→ **Task to carry out**: The required output is the line containing "white cloud as a single point per instance." followed by every line after it to the end of the listing, each written out exactly.

→ **Supplied data**:
+++

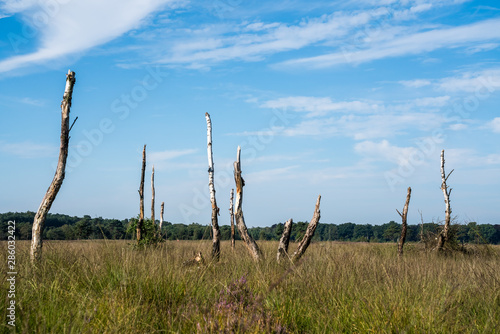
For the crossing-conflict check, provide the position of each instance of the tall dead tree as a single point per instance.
(306, 240)
(284, 240)
(404, 225)
(215, 209)
(50, 195)
(443, 236)
(153, 196)
(250, 243)
(231, 215)
(141, 197)
(161, 216)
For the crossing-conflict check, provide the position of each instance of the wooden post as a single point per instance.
(443, 236)
(161, 216)
(284, 241)
(141, 197)
(306, 240)
(250, 243)
(215, 209)
(153, 196)
(404, 225)
(231, 215)
(50, 195)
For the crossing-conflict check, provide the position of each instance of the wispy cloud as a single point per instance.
(76, 26)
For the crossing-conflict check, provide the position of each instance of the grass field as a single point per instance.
(110, 287)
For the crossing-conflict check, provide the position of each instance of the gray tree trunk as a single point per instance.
(284, 240)
(141, 197)
(215, 209)
(306, 240)
(443, 236)
(231, 215)
(50, 195)
(250, 243)
(404, 225)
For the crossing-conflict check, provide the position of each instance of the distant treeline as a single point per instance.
(63, 227)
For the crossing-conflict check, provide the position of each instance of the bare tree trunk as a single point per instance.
(443, 236)
(153, 196)
(161, 216)
(285, 240)
(50, 195)
(252, 246)
(306, 240)
(215, 209)
(141, 197)
(404, 225)
(231, 215)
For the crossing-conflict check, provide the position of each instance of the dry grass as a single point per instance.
(109, 287)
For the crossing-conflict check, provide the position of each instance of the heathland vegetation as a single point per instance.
(64, 227)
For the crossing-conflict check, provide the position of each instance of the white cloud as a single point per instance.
(28, 150)
(72, 27)
(407, 44)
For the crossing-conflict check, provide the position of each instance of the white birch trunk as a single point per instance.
(50, 195)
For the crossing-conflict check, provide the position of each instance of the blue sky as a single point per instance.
(353, 100)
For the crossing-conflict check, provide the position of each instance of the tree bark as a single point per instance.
(153, 196)
(215, 209)
(443, 236)
(50, 195)
(141, 197)
(306, 240)
(161, 216)
(404, 225)
(231, 215)
(284, 241)
(250, 243)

+++

→ **Task response**:
For the crossing-conflict check, provide the position of each instance of the white cloud as a single point per instance.
(28, 150)
(72, 27)
(407, 44)
For the crossing-conflict check, provide the position of each instance of the white birch trunk as a single point per instance.
(50, 195)
For the crossing-conflict check, provide the position of each instance of the blue sky as a single point per instance.
(353, 100)
For the crossing-conflict check, provide the position of each instance of the tree bark as a single point per instance.
(153, 196)
(215, 209)
(443, 236)
(50, 195)
(141, 197)
(306, 240)
(161, 216)
(404, 225)
(231, 215)
(284, 241)
(250, 243)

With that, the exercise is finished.